▶ Aim of the task:
Pull every line with "give" from the data below and copy it.

▶ Dataset:
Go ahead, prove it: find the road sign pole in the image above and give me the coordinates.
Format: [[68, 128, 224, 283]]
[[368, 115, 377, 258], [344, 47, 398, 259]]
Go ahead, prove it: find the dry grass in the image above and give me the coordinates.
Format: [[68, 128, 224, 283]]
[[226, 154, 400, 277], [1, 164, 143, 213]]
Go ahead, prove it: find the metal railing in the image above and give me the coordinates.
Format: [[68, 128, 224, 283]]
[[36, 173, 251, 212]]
* * *
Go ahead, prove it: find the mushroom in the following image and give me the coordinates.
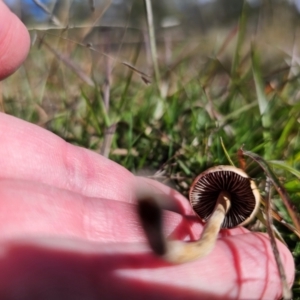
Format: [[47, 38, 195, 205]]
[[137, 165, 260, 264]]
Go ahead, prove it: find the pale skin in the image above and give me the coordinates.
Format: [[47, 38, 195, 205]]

▶ Response box:
Go ahead, prove it: find the road sign pole in the image above and give me the coordinates.
Go ahead, prove it: find the dry grass in the image above and give me the coordinates.
Go ahead, prove it: find the metal railing in the image above and give me the coordinates.
Go ahead, prove it: find the mushroom in the following image and give me the coordinates.
Go ahead, prove it: find the pale skin in the image above and give me the coordinates.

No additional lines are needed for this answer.